Foi essa mesma equipe que fez a cirurgia para retirar o coração que passaria a ser o do apresentador horas mais tarde. “Eu costumo que dizer que trabalhar com transplantes não é para superhomem ou supermulher, é um trabalho de time. É preciso muita gente capacitada para conseguirmos viabilizar. Só na nossa equipe de transplante de coração do Einstein, temos cerca de 25 pessoas”, conta Bacal, que também reverencia as famílias que “aceitam doar os órgãos de um parente mesmo em um momento de tragédia familiar”.

‘Só realizamos 1/3 dos transplantes de coração necessários no País’

Bacal, que decidiu seguir na especialidade logo após a residência em cardiologia, em 1992, lamenta que 30% dos pacientes que precisam de um transplante de coração ainda morram na fila e não possam ter a oportunidade que Faustão e outros pacientes tiveram.

“Hoje, realizamos no Brasil cerca de 350 a 400 transplantes de coração por ano, mas a nossa demanda seria de 1.300. Parte desses morrem na fila sem conseguir um coração compatível. Outros nem chegam a entrar na fila porque não têm acesso ao diagnóstico e encaminhamento adequados”, diz.

A alta taxa de recusa de doação de órgãos por familiares (em torno de 45%) é uma das razões para a baixa captação de corações para doação no Brasil, mas a falta de estrutura para captação de órgãos em diferentes regiões do País também impede que possamos realizar mais desses procedimentos, segundo o médico.

“Muitos dos potenciais doadores estão em hospitais que não têm um simples equipamento de ecocardiograma para avaliar os batimentos cardíacos ou não têm equipes de neurologia para atestar morte encefálica. Hoje, do total de corações que as famílias aceitam doar, só 12% a 15% são viabilizados. Em países de referência, essa taxa pode chegar num patamar de 40% a 50%”, diz.

Bacal acredita que, com maior sensibilização das famílias e melhora da estrutura de captação de órgãos, é possível triplicar o número de transplantes de coração realizados no País.

#####

-- Exercícios --
1) Extraia, sem mudar nada, o pedaço do texto sobre transplantes de coração que vai de "Bacal acredita que, com" até "realizados no País.".
2) Escreva o que vem logo depois da última frase do texto sobre transplantes de coração.

#####

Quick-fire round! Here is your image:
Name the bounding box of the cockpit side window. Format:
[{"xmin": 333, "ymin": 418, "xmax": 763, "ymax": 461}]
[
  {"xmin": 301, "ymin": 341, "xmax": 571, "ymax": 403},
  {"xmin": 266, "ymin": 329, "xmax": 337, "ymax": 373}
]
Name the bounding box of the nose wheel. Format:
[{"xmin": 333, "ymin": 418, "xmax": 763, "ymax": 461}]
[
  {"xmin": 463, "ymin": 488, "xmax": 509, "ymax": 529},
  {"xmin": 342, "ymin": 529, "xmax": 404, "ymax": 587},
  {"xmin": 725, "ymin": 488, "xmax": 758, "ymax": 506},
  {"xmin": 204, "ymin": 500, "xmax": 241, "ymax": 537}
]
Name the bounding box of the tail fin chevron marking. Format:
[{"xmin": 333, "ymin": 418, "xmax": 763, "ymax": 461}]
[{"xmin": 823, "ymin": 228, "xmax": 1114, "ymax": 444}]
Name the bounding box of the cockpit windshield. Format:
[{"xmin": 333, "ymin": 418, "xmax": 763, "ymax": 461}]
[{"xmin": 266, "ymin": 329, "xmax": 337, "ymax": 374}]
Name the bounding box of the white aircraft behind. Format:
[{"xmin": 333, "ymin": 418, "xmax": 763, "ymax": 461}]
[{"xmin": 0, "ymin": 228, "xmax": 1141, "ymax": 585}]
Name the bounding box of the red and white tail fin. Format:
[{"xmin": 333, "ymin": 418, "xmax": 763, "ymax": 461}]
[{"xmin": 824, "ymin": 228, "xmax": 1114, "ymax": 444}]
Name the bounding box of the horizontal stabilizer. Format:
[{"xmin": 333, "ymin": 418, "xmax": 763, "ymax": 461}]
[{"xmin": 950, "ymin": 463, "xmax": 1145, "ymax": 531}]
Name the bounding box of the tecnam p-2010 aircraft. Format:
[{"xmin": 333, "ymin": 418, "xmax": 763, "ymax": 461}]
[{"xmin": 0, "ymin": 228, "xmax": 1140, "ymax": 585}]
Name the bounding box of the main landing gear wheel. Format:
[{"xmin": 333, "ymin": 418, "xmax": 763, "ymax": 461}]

#####

-- Respostas --
1)
Bacal acredita que, com maior sensibilização das famílias e melhora da estrutura de captação de órgãos, é possível triplicar o número de transplantes de coração realizados no País.

2)
‘Maioria dos transplantes feitos no Einstein também são de pacientes do SUS’

O cardiologista, que atua no SUS pelo Incor, destaca que a maioria dos transplantes feitos no Einstein também são de pacientes do sistema público de saúde, atendidos no hospital privado graças ao Programa de Apoio ao Desenvolvimento Institucional do Sistema Único de Saúde (Proadi-SUS), uma parceria do Ministério da Saúde com seis hospitais privados de excelência do País por meio do qual as unidades oferecem contrapartidas ao SUS por conta de sua imunidade tributária.

“O Einstein já fez mais 4,6 mil transplantes e 4,2 mil desses foram para pacientes do SUS. Considerando só os de coração, foram 260 no total, dos quais 205 pelo SUS”, diz. O médico explica que os pacientes da rede pública são encaminhados à unidade privada pelo Sistema Nacional de Transplantes ao Einstein e que, na maioria dos casos, são aqueles de maior gravidade com algumas condições que exigem que eles estejam em unidades com capacidade para procedimentos de maior complexidade.

“Geralmente são pacientes com hipertensão pulmonar ou hipersensibilizados, ou seja, com muitos anticorpos formados, o que torna o atendimento mais difícil tecnicamente”, explica.

‘Meu sonho é ver o Brasil campeão do mundo em transplantes de coração’

Apesar dos enormes desafios da sua área, Bacal diz ser um “apaixonado” pela área desde que finalizou sua formação como residente. “Você tem que ser muito apaixonado mesmo porque não é algo simples, você sempre trabalha com urgência, não dá para ter uma rotina pré-estabelecida. Ao mesmo tempo, acredito que o transplante é uma das intervenções médicas com maior impacto na vida de um paciente”, diz.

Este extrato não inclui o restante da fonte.